[EXERCISE TEXT]
Article ID | Journal | Published Year | Pages | File Type |
---|---|---|---|---|
889795 | Personality and Individual Differences | 2016 | 5 Pages |
•Emotion regulation is a risk and maintaining factor for PTSD.•Experiential avoidance demonstrated large effects with all four PTSD symptom clusters.•Variation in PTSD symptoms may have implications for emotion regulation strategies.
Emotion regulation has been implicated as a risk and maintaining factor for posttraumatic stress disorder (PTSD). Three aspects of emotion regulation have demonstrated the strongest relations with PTSD symptoms: experiential avoidance, rumination, and thought suppression. Given that emotion regulation has demonstrated differential relations with DSM-IV PTSD symptom clusters, the current study sought to examine these relations with the DSM-5 symptom clusters of PTSD. Participants were recruited via Amazon's Mechanical Turk (N = 403). All participants endorsed trauma exposure. Measures included the PTSD Checklist for DSM-5 (PCL-5), the Acceptance and Action Questionnaire-II (AAQ-II), the negative affect scale of the Positive and Negative Affect Schedule (PANAS-NA; included as a control variable), the Ruminative Responses Scale (RRS), and the White Bear Suppression Inventory (WBSI). A path analysis model in Mplus indicated that the AAQ-II demonstrated large effects with all four PTSD symptom clusters. Of those relations, the largest was observed for the AAQ-II and the Negative Alterations in Cognition and Mood cluster of PTSD. Results suggest that individual variation in PTSD symptoms may have implications for the salience of particular emotion regulation strategies.
[/EXERCISE TEXT]
**WHAT IS EXPECTED:** Copy the stretch of the PTSD study summary from "Article ID |" through "for emotion regulation strategies.", changing "large effects" to "strong effects".
[STUDY MATERIAL]
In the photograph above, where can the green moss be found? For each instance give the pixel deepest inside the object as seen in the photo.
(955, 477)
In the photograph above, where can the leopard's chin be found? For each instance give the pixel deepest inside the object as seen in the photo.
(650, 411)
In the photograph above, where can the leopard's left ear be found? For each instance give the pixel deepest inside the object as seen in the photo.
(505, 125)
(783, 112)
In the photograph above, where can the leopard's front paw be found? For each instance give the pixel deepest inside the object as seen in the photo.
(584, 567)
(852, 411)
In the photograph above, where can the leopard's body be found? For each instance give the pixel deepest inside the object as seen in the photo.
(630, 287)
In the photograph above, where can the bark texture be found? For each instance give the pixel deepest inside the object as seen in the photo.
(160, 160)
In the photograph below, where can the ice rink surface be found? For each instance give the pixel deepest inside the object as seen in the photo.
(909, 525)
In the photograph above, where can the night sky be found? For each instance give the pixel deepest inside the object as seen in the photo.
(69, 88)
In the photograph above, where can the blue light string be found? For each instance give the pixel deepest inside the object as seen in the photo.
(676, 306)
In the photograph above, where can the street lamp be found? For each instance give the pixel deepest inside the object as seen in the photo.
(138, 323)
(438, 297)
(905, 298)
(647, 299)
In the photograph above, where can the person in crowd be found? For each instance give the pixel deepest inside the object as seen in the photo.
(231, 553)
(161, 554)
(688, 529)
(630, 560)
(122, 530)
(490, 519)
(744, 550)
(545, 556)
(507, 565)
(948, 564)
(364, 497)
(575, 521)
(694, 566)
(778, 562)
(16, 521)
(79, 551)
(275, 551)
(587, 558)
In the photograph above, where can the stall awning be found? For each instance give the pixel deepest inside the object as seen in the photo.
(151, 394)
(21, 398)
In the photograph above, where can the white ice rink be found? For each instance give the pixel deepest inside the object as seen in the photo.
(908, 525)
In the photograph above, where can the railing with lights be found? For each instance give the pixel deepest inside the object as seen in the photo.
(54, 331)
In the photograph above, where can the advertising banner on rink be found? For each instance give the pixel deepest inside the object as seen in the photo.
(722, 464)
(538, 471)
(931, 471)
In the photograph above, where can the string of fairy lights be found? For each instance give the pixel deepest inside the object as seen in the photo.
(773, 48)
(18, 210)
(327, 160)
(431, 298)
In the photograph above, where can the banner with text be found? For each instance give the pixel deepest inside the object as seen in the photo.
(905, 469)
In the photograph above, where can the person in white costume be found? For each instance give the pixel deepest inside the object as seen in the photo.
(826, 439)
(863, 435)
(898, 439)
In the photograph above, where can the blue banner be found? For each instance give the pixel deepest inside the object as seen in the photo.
[/STUDY MATERIAL]
**SOLUTION TO THIS EXERCISE:**
Article ID | Journal | Published Year | Pages | File Type |
---|---|---|---|---|
889795 | Personality and Individual Differences | 2016 | 5 Pages |
•Emotion regulation is a risk and maintaining factor for PTSD.•Experiential avoidance demonstrated strong effects with all four PTSD symptom clusters.•Variation in PTSD symptoms may have implications for emotion regulation strategies.